((

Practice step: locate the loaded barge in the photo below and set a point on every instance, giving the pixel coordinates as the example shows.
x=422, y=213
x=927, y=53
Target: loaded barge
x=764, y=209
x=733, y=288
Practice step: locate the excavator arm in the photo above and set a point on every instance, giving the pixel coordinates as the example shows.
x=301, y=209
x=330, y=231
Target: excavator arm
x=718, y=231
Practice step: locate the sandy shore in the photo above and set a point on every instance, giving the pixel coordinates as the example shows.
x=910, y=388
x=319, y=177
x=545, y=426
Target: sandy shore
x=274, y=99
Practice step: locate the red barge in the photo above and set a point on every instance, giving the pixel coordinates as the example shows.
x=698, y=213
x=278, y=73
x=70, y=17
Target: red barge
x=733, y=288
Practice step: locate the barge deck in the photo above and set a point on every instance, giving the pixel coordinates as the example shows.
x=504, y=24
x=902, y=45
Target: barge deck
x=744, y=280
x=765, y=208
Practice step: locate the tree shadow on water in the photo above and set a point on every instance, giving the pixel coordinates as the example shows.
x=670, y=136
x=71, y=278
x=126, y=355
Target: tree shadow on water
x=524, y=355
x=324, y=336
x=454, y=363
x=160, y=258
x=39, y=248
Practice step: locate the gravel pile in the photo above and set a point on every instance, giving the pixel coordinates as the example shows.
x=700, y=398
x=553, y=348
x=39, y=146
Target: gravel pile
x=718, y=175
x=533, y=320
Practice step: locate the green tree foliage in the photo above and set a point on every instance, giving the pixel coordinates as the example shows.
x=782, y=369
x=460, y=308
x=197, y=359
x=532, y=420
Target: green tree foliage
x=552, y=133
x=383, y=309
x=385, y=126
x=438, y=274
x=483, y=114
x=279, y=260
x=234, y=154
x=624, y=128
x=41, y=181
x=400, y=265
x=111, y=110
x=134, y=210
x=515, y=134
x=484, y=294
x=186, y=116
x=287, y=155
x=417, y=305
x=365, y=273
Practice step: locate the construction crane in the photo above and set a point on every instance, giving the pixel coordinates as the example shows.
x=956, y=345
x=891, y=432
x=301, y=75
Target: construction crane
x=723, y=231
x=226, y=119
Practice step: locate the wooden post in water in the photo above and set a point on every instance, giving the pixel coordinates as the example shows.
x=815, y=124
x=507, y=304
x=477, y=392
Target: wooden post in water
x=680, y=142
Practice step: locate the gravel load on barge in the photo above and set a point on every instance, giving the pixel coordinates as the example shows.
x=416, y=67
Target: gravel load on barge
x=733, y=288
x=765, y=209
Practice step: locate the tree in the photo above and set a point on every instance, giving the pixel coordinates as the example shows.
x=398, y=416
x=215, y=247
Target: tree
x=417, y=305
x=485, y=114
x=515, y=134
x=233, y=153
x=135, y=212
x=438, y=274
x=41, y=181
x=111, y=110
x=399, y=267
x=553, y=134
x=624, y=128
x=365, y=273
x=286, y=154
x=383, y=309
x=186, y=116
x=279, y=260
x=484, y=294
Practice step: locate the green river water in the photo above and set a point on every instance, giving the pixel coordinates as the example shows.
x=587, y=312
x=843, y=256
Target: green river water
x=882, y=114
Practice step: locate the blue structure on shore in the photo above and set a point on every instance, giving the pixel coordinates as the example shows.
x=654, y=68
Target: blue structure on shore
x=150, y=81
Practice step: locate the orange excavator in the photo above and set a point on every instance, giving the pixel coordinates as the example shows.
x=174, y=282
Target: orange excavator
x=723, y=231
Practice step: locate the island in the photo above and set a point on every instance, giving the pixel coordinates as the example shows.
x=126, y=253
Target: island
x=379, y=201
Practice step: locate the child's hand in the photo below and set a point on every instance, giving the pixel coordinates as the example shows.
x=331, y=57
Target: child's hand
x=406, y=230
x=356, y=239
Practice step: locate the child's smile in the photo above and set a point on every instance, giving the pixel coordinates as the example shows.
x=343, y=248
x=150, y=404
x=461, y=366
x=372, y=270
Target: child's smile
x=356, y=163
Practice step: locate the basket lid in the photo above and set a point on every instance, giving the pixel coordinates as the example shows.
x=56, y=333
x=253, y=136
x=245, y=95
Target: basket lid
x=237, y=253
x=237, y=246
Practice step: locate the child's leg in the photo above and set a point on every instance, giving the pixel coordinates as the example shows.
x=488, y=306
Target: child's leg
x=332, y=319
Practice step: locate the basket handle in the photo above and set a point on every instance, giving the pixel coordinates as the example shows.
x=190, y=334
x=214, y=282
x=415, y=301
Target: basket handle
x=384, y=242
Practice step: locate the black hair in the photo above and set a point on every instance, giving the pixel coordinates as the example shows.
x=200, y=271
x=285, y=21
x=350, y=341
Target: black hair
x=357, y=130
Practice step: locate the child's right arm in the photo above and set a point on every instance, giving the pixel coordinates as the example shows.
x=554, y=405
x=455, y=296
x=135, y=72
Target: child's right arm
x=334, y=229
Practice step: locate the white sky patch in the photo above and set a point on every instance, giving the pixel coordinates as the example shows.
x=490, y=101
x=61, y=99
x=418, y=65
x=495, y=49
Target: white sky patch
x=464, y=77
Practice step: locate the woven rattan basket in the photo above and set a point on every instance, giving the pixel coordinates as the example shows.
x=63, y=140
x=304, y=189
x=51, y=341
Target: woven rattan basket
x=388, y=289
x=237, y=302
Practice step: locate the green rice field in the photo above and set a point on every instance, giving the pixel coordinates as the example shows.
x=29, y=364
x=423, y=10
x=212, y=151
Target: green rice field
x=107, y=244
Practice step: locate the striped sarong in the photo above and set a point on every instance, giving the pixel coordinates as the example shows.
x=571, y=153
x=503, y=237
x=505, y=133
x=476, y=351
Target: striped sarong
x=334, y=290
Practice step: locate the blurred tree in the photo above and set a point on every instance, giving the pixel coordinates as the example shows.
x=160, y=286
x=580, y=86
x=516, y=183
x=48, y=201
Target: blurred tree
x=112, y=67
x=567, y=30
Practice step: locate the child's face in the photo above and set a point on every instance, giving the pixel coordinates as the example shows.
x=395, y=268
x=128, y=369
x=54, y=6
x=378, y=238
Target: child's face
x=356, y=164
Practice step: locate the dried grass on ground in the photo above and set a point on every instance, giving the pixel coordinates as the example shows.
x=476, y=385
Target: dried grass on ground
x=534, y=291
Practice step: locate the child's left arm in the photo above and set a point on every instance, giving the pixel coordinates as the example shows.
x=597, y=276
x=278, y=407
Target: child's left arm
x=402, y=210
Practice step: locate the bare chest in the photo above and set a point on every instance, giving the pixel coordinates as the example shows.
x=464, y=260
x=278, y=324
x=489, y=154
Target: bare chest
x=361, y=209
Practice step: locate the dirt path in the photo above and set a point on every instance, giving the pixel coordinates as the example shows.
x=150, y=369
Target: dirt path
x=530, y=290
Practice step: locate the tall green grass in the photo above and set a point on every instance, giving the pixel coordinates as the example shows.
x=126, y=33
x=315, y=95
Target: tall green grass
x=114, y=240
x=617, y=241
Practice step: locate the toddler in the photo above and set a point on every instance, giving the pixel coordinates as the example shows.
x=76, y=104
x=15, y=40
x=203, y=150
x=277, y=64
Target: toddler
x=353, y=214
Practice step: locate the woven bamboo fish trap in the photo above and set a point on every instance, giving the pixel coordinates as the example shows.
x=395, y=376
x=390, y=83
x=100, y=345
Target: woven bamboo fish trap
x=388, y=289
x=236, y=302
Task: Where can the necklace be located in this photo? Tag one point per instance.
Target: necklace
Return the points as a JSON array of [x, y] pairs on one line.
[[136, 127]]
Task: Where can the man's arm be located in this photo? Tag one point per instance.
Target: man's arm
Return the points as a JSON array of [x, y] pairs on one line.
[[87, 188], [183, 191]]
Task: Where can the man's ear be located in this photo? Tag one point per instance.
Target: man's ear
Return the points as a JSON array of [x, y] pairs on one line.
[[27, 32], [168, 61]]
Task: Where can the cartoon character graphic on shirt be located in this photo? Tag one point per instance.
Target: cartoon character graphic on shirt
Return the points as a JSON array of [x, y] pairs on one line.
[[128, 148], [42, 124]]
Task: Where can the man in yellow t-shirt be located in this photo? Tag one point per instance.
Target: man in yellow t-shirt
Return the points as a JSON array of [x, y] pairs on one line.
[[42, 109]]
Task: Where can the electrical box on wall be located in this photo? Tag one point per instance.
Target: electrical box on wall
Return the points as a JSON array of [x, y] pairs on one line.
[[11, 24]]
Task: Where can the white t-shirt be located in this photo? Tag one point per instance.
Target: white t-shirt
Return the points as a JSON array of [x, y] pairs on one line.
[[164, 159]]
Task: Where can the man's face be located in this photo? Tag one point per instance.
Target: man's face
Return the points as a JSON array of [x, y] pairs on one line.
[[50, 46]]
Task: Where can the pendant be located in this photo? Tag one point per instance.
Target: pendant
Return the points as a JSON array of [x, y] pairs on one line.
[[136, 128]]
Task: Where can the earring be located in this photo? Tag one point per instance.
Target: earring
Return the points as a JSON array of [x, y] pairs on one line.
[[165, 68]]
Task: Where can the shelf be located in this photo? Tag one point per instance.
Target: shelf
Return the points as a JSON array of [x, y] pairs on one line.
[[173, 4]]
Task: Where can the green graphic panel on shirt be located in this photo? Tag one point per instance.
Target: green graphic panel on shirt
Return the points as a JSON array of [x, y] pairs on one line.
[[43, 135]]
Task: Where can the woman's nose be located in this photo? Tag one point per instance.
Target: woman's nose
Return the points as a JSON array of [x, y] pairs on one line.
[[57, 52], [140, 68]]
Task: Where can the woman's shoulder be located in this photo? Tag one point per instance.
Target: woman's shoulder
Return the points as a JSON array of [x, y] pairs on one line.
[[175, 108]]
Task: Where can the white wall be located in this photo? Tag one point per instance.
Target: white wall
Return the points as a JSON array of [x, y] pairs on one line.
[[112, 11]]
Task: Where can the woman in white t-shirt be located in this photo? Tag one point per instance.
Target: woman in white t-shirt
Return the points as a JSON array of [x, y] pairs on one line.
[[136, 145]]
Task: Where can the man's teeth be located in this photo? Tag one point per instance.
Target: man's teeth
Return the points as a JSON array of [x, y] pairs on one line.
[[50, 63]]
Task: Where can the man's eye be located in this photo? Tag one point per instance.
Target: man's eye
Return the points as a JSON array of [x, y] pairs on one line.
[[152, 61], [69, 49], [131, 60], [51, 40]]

))

The exercise: In the entries above, find the line containing "Task: Where can the woman in". Set down that line and every line after it through the last one, exactly and alone.

Written reply:
Task: Where can the woman in white t-shirt be located in this photo? Tag one point per instance.
Target: woman in white t-shirt
Return the points as a JSON array of [x, y] pairs on one line.
[[136, 145]]
Task: Where can the man's teeth be located in this photo? Tag one point per instance.
Target: man's teeth
Return the points as a JSON array of [x, y] pairs on one line.
[[50, 63]]
Task: Where can the man's eye be located in this photo? Tag one point per instance.
Target: man's eye
Return the points as a JSON array of [x, y] pairs on one line.
[[152, 61], [69, 49], [131, 60], [51, 40]]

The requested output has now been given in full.